(Data under study begins)

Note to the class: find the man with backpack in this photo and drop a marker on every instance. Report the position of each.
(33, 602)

(Data under study ends)
(Data under study begins)

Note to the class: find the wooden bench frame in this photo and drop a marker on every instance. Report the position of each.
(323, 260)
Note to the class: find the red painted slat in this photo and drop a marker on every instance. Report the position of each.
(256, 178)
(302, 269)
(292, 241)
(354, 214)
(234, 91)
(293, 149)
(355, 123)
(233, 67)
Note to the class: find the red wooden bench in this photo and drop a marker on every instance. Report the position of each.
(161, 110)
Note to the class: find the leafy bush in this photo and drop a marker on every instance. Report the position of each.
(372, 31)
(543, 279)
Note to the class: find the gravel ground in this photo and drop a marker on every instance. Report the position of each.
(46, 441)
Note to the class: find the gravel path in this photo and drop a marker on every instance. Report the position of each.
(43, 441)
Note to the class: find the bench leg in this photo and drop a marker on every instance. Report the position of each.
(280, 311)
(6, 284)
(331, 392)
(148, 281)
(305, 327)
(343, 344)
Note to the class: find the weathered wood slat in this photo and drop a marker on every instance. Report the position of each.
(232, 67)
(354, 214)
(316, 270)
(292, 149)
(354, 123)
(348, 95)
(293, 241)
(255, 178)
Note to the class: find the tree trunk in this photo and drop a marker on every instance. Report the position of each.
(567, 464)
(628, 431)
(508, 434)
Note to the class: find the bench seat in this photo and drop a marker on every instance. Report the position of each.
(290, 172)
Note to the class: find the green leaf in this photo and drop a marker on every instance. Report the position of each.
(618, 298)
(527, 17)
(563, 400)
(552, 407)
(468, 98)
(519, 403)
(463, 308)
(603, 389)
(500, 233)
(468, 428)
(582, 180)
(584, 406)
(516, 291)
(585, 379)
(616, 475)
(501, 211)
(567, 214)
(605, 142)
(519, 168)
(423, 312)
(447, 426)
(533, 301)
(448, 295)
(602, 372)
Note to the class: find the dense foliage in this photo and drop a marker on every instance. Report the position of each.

(Data under study ends)
(Data under study begins)

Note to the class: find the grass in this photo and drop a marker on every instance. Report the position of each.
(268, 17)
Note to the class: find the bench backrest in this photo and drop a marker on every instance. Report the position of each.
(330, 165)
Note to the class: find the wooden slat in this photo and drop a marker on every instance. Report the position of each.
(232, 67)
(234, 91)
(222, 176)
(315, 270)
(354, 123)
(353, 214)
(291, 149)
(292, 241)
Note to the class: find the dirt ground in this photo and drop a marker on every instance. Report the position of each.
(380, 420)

(Data under study ends)

Task instructions
Return, word for word, the lines of the data above from the line with "Note to the class: find the gravel path" through the line with "Note to the class: find the dense", inclusive.

Completed task
Note to the class: find the gravel path in this photo and drop a marker on every instance. Report the position of each.
(43, 441)
Note to the class: find the bench leg in this photo and drop a marker on every instance. Report the position of each.
(280, 311)
(6, 284)
(331, 392)
(148, 281)
(305, 327)
(343, 344)
Note to the class: find the weathered wood slat in this photo and drop a marker on every instance. Report the position of each.
(232, 67)
(354, 214)
(316, 270)
(292, 149)
(354, 123)
(348, 95)
(293, 241)
(255, 178)
Note to the class: find the tree trunk in this photo and drop a marker on every instance. Report the position of each.
(567, 464)
(628, 431)
(508, 434)
Note to the class: find the bench seat in this photo and drop a marker on every instance. Report the position of each.
(290, 172)
Note to the class: find the green leaf in this photo and drop a marker on every instance. Report the position of each.
(618, 298)
(527, 17)
(563, 400)
(552, 407)
(468, 98)
(519, 403)
(463, 308)
(603, 389)
(500, 233)
(468, 428)
(582, 180)
(584, 406)
(516, 291)
(585, 379)
(616, 475)
(501, 211)
(567, 214)
(605, 142)
(519, 168)
(423, 312)
(447, 426)
(533, 301)
(448, 295)
(602, 372)
Note to the class: find the dense foliage in this photo and drop a marker on every instance. Report the position of each.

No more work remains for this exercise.